[TEXT PROVIDED]
# Fir3dragons Vertical 600w& 400w (1000w total) vertical journal



## fir3dragon (May 18, 2014)

Figured I would start a new thread....

A little about me... I'm young in age. I started growing when I was 17. I got 6 grows under me now all have been done indoor. I have always used bag seeds I have did one vertical grow but had to rip it up. I'm working on getting ready to grow again. Still working on buying stuff and repainting and getting the closet ready to be grown in.
- I've finally ordered seeds- 5 barneys tangerine dream!!

-I'm using a 5x5 closet with a built in window.

-The closet has no door, so I'm gonna try out some black and white poly and velcro.

-I had issues last time with the run off overflowing the saucers so I'm gonna be growing in a 45" kiddie pool which I haven't gotten yet.

- I'm going to be vegging with the 600w to save power but I will flower with the 1000w total l.

- I'm going to build a 20 inch cylinder around the bulbs so the plants don't touch. Only reason why 20 inches is cause that's how big my fan is.

-I'm going to be using 3 gallon coco hempy buckets with perlite mixed in. 5:1 coco perlite ratio.

- I'm going to be feeding kiss style (maxibloom) and use Cal-mag.

- the closet has a built in window. I've got a 10k btu ac to handle all heating issues.


This is all that I can think of right now. I would like people's opinions on tangerine dream. Like how it smokes tastes smells etc and how well it will do vertical.... thanks guys I've been here awhile and I enjoy every bit of it!!


----------



## sdf (May 19, 2014)

Hey man sounds like a good set up, you should check out sannies seed shop has some killer strains for a good price. Are you going to scrog, mainline, or make a wall-of-green? Or just regular?

Anyways I'd like to see a kiss maxi bloom harvest

Good luck homie


----------



## fir3dragon (May 20, 2014)

sdf said:


> Hey man sounds like a good set up, you should check out sannies seed shop has some killer strains for a good price. Are you going to scrog, mainline, or make a wall-of-green? Or just regular?
> 
> Anyways I'd like to see a kiss maxi bloom harvest
> 
> Good luck homie


It's going be in the pool and I'll wall of weed what I can and grow out normally what cant. I already ordered my tangerine dream seeds I've read some bad reviews and I've read good ones too so I guess I'm gonna have to try it for myself. I did see some good grows of it though which keeps me hopeful. I got the paint today so I can repaint the closet and start getting things hung up. Ac is in and the out take vent is setup too. I still need the velcro and poly for the door and some other minor stuff like clay pebbles and perlite etc.. I'm getting there slowly but surely. I read tangerine dream usual harvest is about 12 weeks so I would like to know from people who have grown is what they're harvest time was.

Stored entries:

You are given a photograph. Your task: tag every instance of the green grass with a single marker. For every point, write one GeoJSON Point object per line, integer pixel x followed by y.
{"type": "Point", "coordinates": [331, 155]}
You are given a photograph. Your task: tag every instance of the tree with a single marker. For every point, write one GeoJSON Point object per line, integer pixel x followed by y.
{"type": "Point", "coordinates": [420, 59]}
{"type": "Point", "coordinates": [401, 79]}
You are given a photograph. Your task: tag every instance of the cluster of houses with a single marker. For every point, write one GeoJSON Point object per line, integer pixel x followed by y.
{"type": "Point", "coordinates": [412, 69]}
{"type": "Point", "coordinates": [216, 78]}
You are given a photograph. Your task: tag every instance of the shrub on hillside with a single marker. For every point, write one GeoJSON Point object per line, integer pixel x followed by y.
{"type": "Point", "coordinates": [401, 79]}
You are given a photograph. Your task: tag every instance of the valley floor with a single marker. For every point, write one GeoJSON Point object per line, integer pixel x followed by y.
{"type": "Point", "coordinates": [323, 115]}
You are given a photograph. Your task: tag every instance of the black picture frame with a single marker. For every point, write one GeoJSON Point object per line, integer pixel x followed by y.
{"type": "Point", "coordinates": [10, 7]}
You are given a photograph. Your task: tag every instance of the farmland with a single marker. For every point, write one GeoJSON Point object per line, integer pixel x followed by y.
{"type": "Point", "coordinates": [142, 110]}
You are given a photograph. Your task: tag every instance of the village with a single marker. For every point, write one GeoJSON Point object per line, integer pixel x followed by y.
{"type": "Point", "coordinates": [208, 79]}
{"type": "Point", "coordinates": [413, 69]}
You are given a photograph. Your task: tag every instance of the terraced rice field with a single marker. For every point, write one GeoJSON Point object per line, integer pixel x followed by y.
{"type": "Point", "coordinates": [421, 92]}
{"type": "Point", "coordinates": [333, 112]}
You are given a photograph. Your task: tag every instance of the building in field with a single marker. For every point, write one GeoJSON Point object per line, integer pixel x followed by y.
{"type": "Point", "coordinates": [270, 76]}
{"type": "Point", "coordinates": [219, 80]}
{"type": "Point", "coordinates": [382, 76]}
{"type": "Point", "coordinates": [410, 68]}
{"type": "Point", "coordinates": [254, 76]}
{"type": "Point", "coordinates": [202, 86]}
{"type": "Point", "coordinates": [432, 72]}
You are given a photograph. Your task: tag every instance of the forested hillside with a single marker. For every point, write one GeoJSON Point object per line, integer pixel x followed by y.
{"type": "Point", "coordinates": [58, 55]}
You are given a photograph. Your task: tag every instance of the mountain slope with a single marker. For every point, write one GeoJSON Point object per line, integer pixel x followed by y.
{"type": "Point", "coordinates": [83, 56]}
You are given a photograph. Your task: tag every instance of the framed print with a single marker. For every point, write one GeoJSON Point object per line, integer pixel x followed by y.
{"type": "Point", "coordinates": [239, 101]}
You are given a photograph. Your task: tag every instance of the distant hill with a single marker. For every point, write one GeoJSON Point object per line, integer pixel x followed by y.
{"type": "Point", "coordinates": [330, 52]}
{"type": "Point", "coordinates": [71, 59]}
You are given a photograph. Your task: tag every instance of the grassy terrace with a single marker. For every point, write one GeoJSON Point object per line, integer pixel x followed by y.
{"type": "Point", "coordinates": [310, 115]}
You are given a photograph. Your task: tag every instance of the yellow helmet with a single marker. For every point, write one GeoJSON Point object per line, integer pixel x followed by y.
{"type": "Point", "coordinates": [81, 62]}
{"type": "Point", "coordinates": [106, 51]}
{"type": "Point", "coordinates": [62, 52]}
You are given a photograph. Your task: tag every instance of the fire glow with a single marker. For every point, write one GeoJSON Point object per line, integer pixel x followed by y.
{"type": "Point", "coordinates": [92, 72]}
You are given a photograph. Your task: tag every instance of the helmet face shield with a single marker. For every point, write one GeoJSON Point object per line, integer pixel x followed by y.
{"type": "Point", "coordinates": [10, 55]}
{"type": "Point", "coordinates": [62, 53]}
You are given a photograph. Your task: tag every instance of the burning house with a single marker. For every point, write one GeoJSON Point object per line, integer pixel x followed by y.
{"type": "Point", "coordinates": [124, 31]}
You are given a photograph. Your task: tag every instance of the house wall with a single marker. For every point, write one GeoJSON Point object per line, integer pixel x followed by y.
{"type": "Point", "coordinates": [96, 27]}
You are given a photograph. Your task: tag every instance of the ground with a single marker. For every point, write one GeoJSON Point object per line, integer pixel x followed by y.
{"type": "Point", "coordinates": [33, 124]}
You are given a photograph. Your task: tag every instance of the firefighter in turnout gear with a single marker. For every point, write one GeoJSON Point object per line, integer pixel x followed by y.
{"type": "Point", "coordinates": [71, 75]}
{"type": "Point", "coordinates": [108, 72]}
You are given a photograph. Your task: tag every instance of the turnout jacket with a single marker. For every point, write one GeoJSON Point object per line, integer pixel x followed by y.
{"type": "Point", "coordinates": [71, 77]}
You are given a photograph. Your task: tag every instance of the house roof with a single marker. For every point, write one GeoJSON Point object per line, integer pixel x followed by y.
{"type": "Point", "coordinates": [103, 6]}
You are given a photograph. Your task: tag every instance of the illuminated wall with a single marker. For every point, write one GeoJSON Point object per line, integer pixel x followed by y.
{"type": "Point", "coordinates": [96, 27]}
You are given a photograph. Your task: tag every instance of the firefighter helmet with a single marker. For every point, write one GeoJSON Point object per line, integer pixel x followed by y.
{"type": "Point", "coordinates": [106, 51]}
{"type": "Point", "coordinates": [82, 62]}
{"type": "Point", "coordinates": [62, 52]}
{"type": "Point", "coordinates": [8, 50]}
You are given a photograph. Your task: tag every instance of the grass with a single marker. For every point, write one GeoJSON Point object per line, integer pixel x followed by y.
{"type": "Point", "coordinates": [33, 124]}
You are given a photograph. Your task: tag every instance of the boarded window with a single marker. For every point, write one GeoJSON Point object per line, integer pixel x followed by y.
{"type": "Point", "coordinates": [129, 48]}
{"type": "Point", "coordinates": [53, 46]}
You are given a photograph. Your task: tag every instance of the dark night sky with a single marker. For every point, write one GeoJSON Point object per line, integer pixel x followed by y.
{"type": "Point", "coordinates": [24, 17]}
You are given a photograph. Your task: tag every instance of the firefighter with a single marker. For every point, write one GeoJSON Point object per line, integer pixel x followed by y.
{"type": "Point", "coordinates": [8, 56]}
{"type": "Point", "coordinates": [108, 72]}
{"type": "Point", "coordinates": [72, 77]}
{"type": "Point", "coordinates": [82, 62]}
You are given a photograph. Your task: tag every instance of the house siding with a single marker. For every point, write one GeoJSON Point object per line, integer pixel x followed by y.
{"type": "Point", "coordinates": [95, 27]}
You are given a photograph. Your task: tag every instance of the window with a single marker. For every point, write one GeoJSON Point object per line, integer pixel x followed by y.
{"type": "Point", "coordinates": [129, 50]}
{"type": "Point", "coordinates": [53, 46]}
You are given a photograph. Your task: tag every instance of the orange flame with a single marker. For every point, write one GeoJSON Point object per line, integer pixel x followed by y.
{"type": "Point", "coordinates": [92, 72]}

[EXERCISE SET]
1. Revise the grow thread from "- the closet" and going on through "bit of it!!", putting "thoughts" in place of "opinions".
2. In the grow thread, what size are the coco hempy buckets the poster plans to use?
These stored entries aren't needed.

[PROBLEM SOLUTIONS]
1.
- the closet has a built in window. I've got a 10k btu ac to handle all heating issues.


This is all that I can think of right now. I would like people's thoughts on tangerine dream. Like how it smokes tastes smells etc and how well it will do vertical.... thanks guys I've been here awhile and I enjoy every bit of it!!

2. 3 gallons